▶ **Excerpted records**
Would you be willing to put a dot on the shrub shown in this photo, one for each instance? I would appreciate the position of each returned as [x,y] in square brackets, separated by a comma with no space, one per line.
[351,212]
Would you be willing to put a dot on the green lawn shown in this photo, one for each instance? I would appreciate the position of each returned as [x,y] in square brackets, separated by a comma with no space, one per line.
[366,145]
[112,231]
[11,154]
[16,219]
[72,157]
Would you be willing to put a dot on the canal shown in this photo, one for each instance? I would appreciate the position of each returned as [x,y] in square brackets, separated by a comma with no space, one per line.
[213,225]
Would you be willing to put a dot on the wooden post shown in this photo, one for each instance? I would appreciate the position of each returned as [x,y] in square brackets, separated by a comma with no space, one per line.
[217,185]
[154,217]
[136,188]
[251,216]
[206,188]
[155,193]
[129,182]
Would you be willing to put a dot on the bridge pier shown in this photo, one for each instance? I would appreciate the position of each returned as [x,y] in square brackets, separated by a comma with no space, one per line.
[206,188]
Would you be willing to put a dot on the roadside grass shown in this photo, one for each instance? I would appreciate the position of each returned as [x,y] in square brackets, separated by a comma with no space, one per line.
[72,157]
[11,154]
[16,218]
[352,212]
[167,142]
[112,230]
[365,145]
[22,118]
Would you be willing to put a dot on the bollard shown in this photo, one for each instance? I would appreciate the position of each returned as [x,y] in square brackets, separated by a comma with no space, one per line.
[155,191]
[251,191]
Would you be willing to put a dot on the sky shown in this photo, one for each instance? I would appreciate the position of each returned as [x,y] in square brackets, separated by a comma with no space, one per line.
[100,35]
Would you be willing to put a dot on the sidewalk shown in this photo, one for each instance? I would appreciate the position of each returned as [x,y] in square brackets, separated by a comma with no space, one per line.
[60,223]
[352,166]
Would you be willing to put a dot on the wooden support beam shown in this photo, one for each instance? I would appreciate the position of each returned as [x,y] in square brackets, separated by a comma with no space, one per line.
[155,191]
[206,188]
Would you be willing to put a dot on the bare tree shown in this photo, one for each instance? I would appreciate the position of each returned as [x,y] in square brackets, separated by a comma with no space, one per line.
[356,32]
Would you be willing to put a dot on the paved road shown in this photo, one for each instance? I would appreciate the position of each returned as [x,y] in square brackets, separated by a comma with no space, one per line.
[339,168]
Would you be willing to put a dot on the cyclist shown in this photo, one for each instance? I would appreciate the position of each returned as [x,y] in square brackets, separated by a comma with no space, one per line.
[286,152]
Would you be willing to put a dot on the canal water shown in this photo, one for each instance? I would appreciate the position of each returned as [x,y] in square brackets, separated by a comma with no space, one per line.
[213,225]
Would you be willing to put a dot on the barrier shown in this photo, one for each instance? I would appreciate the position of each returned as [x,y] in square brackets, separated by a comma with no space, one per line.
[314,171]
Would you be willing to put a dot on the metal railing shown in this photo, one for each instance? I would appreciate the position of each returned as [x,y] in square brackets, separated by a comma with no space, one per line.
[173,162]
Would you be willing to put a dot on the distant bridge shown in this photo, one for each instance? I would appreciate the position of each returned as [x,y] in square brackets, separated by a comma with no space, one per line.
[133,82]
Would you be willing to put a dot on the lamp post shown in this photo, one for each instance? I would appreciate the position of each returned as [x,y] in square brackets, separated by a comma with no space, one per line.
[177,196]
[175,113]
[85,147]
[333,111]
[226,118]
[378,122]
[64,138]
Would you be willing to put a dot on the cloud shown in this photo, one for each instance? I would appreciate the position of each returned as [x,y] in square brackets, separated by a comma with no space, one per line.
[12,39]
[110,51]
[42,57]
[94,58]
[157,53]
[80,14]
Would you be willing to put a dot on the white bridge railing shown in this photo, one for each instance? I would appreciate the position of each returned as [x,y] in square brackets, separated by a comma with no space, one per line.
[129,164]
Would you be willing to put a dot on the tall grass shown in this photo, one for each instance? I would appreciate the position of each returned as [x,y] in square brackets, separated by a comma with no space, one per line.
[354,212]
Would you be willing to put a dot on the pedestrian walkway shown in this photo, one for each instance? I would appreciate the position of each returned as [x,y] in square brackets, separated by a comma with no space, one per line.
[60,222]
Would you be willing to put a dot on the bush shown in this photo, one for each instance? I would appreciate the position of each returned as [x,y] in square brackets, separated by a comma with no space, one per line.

* * *

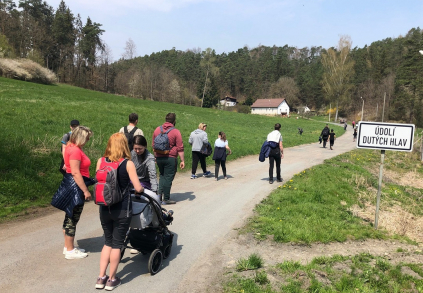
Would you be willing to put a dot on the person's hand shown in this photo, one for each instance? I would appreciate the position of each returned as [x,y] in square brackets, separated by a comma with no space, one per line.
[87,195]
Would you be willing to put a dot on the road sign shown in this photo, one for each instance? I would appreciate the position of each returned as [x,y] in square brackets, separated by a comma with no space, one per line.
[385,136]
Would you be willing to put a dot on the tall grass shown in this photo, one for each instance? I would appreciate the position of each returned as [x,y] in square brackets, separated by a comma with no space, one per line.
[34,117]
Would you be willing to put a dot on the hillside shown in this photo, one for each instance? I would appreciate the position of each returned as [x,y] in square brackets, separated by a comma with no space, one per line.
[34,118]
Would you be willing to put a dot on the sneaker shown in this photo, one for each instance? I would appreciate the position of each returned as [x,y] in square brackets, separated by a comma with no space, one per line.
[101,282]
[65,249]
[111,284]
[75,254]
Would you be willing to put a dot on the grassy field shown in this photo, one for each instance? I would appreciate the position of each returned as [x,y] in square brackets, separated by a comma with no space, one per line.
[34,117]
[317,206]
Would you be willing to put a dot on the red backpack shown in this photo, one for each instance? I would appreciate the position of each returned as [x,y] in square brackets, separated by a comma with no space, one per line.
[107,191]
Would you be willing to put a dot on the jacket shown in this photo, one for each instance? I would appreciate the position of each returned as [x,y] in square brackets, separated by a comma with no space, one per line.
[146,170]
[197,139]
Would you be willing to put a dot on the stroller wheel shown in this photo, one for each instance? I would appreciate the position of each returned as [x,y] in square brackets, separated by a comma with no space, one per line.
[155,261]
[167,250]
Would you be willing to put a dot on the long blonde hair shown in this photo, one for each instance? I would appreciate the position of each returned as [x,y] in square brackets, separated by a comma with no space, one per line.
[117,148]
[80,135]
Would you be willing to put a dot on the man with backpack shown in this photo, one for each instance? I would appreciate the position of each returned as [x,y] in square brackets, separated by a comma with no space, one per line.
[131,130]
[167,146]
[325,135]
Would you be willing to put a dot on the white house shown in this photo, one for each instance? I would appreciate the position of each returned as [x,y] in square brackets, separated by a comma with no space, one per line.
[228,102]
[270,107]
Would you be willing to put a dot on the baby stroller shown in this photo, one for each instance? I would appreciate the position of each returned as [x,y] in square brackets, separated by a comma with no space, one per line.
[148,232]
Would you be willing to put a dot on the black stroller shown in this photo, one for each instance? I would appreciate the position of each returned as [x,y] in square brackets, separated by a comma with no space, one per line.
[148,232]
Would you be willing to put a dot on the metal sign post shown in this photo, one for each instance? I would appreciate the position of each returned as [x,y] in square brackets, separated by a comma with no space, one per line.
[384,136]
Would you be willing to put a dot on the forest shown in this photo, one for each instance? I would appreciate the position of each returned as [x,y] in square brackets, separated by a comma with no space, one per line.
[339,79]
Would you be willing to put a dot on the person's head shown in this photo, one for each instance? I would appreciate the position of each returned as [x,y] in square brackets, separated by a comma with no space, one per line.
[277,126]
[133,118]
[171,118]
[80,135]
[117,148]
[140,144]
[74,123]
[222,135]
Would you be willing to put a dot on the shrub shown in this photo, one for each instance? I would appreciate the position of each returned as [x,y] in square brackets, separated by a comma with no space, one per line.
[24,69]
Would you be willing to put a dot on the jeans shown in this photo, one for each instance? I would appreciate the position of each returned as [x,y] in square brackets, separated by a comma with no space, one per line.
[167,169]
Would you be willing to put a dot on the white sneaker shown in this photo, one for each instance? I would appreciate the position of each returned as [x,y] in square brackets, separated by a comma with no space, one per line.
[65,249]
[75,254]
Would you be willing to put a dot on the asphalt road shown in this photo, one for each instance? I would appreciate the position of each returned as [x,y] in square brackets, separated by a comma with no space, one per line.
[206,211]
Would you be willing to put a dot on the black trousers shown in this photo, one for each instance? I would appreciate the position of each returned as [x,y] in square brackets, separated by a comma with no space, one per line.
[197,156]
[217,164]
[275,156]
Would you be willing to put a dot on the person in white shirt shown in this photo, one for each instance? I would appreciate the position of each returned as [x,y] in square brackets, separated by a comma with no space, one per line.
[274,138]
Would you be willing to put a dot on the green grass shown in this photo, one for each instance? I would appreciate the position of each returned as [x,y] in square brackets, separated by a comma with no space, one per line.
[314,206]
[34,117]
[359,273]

▶ **Written exercise**
Collect every line of the material above that contains the word "stroller". Matching is case-sensitive.

▶ **Solution for this exercise**
Would you be willing to put a dot on the stroller wheel shown in this photo, one for each instance? I would appreciate the position of each returned as [x,y] in square brackets, separated by a comma with no space, one per line.
Would you be willing to put a dot on the baby stroller shown in this photo, one for each instance? I would appreciate the position of each returned as [x,y] in square brackets, separated by a comma with no space, one per line.
Would you be willing to put a dot on the black stroller shown in this photo, one for each instance? I would appreciate the position of each returned as [x,y] in square brackets, separated by a comma with no space, one per line.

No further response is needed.